## [RECORDS SUPPLIED]
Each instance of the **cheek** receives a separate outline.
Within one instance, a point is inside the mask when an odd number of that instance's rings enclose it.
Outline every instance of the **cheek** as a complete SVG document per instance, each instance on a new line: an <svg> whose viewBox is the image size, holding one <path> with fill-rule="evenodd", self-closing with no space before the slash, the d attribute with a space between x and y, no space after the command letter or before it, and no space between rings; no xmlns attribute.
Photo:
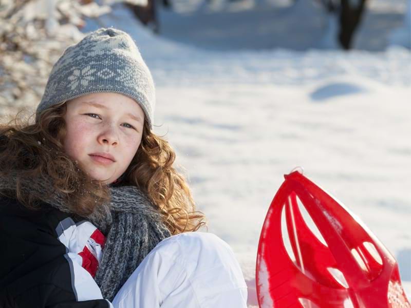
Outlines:
<svg viewBox="0 0 411 308"><path fill-rule="evenodd" d="M125 151L125 152L127 153L126 159L128 162L129 163L134 157L134 156L136 155L136 153L137 151L137 149L140 146L140 144L141 142L141 137L130 138L126 142L126 144L128 144L129 145L127 147L127 150Z"/></svg>
<svg viewBox="0 0 411 308"><path fill-rule="evenodd" d="M63 141L64 150L69 156L75 160L80 158L80 156L89 144L89 128L80 122L70 123L66 125L66 136ZM85 133L88 132L89 133Z"/></svg>

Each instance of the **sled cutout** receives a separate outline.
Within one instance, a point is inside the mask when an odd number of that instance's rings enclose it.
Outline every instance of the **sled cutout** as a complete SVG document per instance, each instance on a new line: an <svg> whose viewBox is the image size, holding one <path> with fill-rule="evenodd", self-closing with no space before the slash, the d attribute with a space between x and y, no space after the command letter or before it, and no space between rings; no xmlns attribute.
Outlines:
<svg viewBox="0 0 411 308"><path fill-rule="evenodd" d="M260 307L411 308L397 262L365 224L298 171L285 178L260 237Z"/></svg>

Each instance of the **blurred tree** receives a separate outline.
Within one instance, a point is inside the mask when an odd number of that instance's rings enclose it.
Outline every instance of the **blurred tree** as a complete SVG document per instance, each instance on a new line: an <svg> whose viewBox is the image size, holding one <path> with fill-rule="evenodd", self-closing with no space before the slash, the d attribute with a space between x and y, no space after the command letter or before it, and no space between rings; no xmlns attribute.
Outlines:
<svg viewBox="0 0 411 308"><path fill-rule="evenodd" d="M110 11L92 0L0 0L0 116L38 104L52 65L84 36L85 17Z"/></svg>
<svg viewBox="0 0 411 308"><path fill-rule="evenodd" d="M157 17L156 0L147 0L146 5L142 6L127 4L127 5L137 18L155 33L160 31L160 25Z"/></svg>
<svg viewBox="0 0 411 308"><path fill-rule="evenodd" d="M303 0L305 1L305 0ZM366 0L317 0L330 14L339 15L338 41L344 49L351 48L352 38L365 8Z"/></svg>
<svg viewBox="0 0 411 308"><path fill-rule="evenodd" d="M155 33L160 32L160 24L157 17L157 1L158 0L147 0L144 5L128 3L127 5L134 15L145 26L151 29ZM172 8L170 0L160 0L160 4L164 8Z"/></svg>

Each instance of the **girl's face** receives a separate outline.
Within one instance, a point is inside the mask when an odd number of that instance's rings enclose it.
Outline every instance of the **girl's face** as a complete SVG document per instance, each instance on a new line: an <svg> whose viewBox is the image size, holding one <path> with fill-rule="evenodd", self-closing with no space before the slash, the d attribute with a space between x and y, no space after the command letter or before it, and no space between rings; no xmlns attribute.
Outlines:
<svg viewBox="0 0 411 308"><path fill-rule="evenodd" d="M79 167L106 184L124 172L141 142L144 113L133 99L111 92L66 103L64 150Z"/></svg>

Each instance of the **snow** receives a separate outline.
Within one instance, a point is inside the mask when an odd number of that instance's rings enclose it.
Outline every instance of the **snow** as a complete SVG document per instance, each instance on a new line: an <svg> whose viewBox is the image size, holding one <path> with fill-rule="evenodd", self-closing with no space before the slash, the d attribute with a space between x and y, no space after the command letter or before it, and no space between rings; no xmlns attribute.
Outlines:
<svg viewBox="0 0 411 308"><path fill-rule="evenodd" d="M136 41L156 83L155 130L176 149L209 230L235 252L250 307L264 219L297 166L397 257L411 294L409 50L211 50L131 16L117 9L83 30L114 26Z"/></svg>

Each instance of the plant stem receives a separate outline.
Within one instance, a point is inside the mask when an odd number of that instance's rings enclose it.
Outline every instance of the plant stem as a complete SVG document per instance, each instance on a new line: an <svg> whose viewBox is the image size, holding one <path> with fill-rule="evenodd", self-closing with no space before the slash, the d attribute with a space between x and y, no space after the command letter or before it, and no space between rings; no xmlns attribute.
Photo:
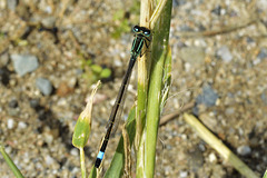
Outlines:
<svg viewBox="0 0 267 178"><path fill-rule="evenodd" d="M9 157L9 155L6 152L6 150L4 150L4 148L3 148L3 146L1 144L0 144L0 152L2 154L3 159L6 160L6 162L8 164L9 168L12 170L14 176L17 178L23 178L22 174L20 172L18 167L14 165L12 159Z"/></svg>
<svg viewBox="0 0 267 178"><path fill-rule="evenodd" d="M158 2L159 3L159 2ZM160 108L162 106L161 91L162 78L165 70L165 61L168 55L169 42L169 28L171 17L172 1L168 0L162 13L160 14L154 28L154 41L151 53L151 71L148 90L148 105L147 105L147 135L145 144L145 172L146 177L154 177L155 160L156 160L156 144L158 136L158 123L160 118Z"/></svg>
<svg viewBox="0 0 267 178"><path fill-rule="evenodd" d="M86 162L85 162L83 148L80 148L80 165L81 165L81 177L86 178Z"/></svg>

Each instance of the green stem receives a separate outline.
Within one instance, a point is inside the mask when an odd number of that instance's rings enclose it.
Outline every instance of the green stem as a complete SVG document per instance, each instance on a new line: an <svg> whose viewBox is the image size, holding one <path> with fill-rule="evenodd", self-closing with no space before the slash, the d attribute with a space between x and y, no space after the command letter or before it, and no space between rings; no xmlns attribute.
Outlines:
<svg viewBox="0 0 267 178"><path fill-rule="evenodd" d="M12 172L14 174L14 176L17 178L23 178L22 174L20 172L20 170L17 168L17 166L14 165L14 162L12 161L12 159L9 157L9 155L4 151L3 146L0 144L0 152L3 156L3 159L6 160L6 162L8 164L9 168L12 170Z"/></svg>
<svg viewBox="0 0 267 178"><path fill-rule="evenodd" d="M85 150L80 148L80 165L81 165L81 177L86 178L86 162L85 162Z"/></svg>
<svg viewBox="0 0 267 178"><path fill-rule="evenodd" d="M146 177L154 177L156 144L158 136L158 123L160 118L160 106L162 102L162 78L165 61L168 53L169 28L171 16L171 0L168 0L166 7L155 26L152 39L152 65L150 71L148 106L147 106L147 136L145 144L145 172Z"/></svg>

## [WHAT TO WORK ON]
Write out the listing again with every "odd number" changed to "uneven count" and everything else kept the same. Leave out the pictures.

## [TASK OUTPUT]
Each instance of the **cheek** receives a separate outline.
Within one instance, a point is inside the mask when an uneven count of that instance's rings enclose it.
Outline every instance of the **cheek** as a complete SVG document per instance, each instance on a new line: an <svg> whose viewBox is the image size, holding one <path> with fill-rule="evenodd", self-closing with no space before the slash, the d attribute with a space between x and y, no space after the command letter or before it, and no space between rings; no xmlns attribute.
Photo:
Outlines:
<svg viewBox="0 0 411 308"><path fill-rule="evenodd" d="M125 151L125 152L127 153L126 159L128 162L129 163L134 157L134 156L136 155L136 153L137 151L137 149L140 146L140 144L141 142L141 137L130 138L126 142L126 144L128 144L129 145L127 147L127 150Z"/></svg>
<svg viewBox="0 0 411 308"><path fill-rule="evenodd" d="M63 141L64 150L69 156L75 160L80 158L80 156L89 144L89 128L80 122L70 123L66 125L66 136ZM85 133L88 132L89 133Z"/></svg>

Each instance of the **sled cutout** receives a separate outline.
Within one instance, a point is inside the mask when an uneven count of that instance's rings enclose it.
Outline every instance of the **sled cutout** as a complete SVG document per instance, each instance on a new line: an <svg> whose viewBox is the image size, holding one <path> with fill-rule="evenodd", self-closing with no space before the slash, the d attribute with a space between x and y, no space after the command letter or before it, and no space between rings; no xmlns attribute.
Outlines:
<svg viewBox="0 0 411 308"><path fill-rule="evenodd" d="M260 307L411 308L397 262L365 224L298 171L285 178L260 237Z"/></svg>

Each instance of the **blurred tree** receives a separate outline.
Within one instance, a point is inside the mask when an uneven count of that instance's rings enclose it.
Outline every instance of the **blurred tree** as a complete SVG document per instance, each instance on a new line: an <svg> whose viewBox is the image size, holding one <path> with fill-rule="evenodd", self-closing with no space before the slash, the d attribute with a space between x and y, no space after the command letter or before it, and no space between rings; no xmlns attribute.
Outlines:
<svg viewBox="0 0 411 308"><path fill-rule="evenodd" d="M110 11L92 0L0 0L0 116L38 104L52 65L84 36L85 17Z"/></svg>
<svg viewBox="0 0 411 308"><path fill-rule="evenodd" d="M157 17L156 0L147 0L146 5L142 6L127 4L127 5L137 18L155 33L160 31L160 25Z"/></svg>
<svg viewBox="0 0 411 308"><path fill-rule="evenodd" d="M303 0L305 1L305 0ZM366 0L317 0L330 14L339 15L338 41L344 49L351 48L352 38L365 8Z"/></svg>
<svg viewBox="0 0 411 308"><path fill-rule="evenodd" d="M155 33L160 32L160 24L157 17L157 1L158 0L147 0L144 5L128 3L127 5L134 15L145 26L151 29ZM172 8L170 0L160 0L160 4L164 8Z"/></svg>

Each instance of the **girl's face** receives a separate outline.
Within one instance, a point is inside the mask when an uneven count of that instance's rings enclose it.
Outline every instance of the **girl's face** as a complete SVG document per instance, each instance on a new line: an <svg> whose viewBox is the image size, holding one <path> with fill-rule="evenodd", self-closing with no space before the slash, the d attribute with a space between x and y, no space after the command letter or before it, and no space between rings; no xmlns attribute.
Outlines:
<svg viewBox="0 0 411 308"><path fill-rule="evenodd" d="M79 167L106 184L124 172L141 142L144 113L133 99L111 92L66 103L64 150Z"/></svg>

Each instance of the **snow** receives a separate outline.
Within one instance, a point is inside the mask when an uneven count of that instance's rings enclose it.
Outline every instance of the **snow** as a complete SVG document per instance, each instance on a new line: an <svg> whose viewBox is the image size, holding one <path> with fill-rule="evenodd", self-closing with no space before the slash, the d attribute with a space between x and y, no space after the command letter or before it, and no space between rings; no xmlns attribute.
Outlines:
<svg viewBox="0 0 411 308"><path fill-rule="evenodd" d="M136 41L156 83L155 130L176 149L209 230L235 252L250 307L264 219L297 166L397 257L411 294L409 50L211 50L131 16L117 9L83 30L114 26Z"/></svg>

Each instance of the plant stem receives a separate outline.
Within one instance, a point is inside the mask when an uneven count of that instance's rings enclose it.
Outline every instance of the plant stem as a complete SVG document per instance, each instance on a new line: an <svg> whose viewBox is the image size, holding one <path> with fill-rule="evenodd", self-closing with no space before the slash, the d attribute with a space between x and y, no space after the command letter or before it, and no space between rings; no xmlns attribute.
Photo:
Outlines:
<svg viewBox="0 0 267 178"><path fill-rule="evenodd" d="M9 157L9 155L6 152L6 150L4 150L4 148L3 148L3 146L1 144L0 144L0 152L2 154L3 159L6 160L6 162L8 164L9 168L12 170L14 176L17 178L23 178L22 174L20 172L18 167L14 165L12 159Z"/></svg>
<svg viewBox="0 0 267 178"><path fill-rule="evenodd" d="M158 2L159 3L159 2ZM160 108L162 106L161 91L162 78L165 70L165 61L168 55L169 42L169 28L171 17L172 1L168 0L162 13L160 14L154 28L154 41L151 53L151 71L148 90L148 105L147 105L147 135L145 144L145 172L146 177L154 177L155 160L156 160L156 144L158 136L158 123L160 118Z"/></svg>
<svg viewBox="0 0 267 178"><path fill-rule="evenodd" d="M86 162L85 162L83 148L80 148L80 165L81 165L81 177L86 178Z"/></svg>

Each instance of the green stem receives a separate outline.
Within one instance, a point is inside the mask when an uneven count of that instance's rings enclose it.
Outline every instance of the green stem as a complete SVG document per instance, each instance on a new line: an <svg> whose viewBox is the image size, holding one <path> with fill-rule="evenodd", self-closing with no space before the slash, the d attribute with a space between x and y, no space after the command letter or before it, and no space between rings; no xmlns attribute.
Outlines:
<svg viewBox="0 0 267 178"><path fill-rule="evenodd" d="M12 172L14 174L14 176L17 178L23 178L22 174L20 172L20 170L17 168L17 166L14 165L14 162L12 161L12 159L9 157L9 155L4 151L3 146L0 144L0 152L3 156L3 159L6 160L6 162L8 164L9 168L12 170Z"/></svg>
<svg viewBox="0 0 267 178"><path fill-rule="evenodd" d="M85 150L80 148L80 165L81 165L81 177L86 178L86 162L85 162Z"/></svg>
<svg viewBox="0 0 267 178"><path fill-rule="evenodd" d="M146 177L154 177L156 144L158 136L158 123L160 118L160 106L162 102L162 78L165 61L168 53L169 28L171 16L171 0L168 0L166 7L155 26L152 39L152 65L150 71L148 106L147 106L147 136L145 144L145 172Z"/></svg>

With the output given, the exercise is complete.